TASK STATEMENT
Once you reach the line containing "Please spot the waterfall", write out that line and every remaining line of the records exactly.

GIVEN DATA

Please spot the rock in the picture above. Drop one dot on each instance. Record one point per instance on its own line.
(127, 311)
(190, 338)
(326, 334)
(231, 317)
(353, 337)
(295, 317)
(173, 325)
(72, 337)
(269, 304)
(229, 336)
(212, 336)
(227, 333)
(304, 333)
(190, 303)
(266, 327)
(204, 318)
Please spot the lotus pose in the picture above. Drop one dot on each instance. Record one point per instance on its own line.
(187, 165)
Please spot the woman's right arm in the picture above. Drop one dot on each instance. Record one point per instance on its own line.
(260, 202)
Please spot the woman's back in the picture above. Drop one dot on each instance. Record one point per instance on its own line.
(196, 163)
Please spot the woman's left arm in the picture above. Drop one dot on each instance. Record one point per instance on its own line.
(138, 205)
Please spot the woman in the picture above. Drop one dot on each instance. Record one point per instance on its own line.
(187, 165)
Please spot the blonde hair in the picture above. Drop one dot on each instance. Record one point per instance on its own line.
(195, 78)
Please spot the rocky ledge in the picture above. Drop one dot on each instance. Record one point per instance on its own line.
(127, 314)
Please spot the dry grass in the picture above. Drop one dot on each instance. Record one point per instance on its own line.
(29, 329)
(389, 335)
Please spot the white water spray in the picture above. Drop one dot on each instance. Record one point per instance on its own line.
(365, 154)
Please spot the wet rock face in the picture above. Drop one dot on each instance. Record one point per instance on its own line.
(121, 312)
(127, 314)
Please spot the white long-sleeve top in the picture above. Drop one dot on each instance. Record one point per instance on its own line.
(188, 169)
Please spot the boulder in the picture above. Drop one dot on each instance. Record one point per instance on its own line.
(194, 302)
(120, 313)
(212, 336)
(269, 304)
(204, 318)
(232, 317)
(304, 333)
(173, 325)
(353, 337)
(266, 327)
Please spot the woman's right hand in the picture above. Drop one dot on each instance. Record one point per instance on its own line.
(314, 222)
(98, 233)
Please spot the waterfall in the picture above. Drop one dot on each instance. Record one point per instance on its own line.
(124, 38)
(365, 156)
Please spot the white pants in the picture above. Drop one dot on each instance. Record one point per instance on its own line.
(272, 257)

ANSWER TO THIS EXERCISE
Please spot the waterfall in the picture above. Drop one dot on each instance. Record one point per instance on its own line.
(124, 38)
(365, 156)
Please spot the white pants in the picture above. Drop one dot on each instance. Record one point per instance on its own line.
(272, 257)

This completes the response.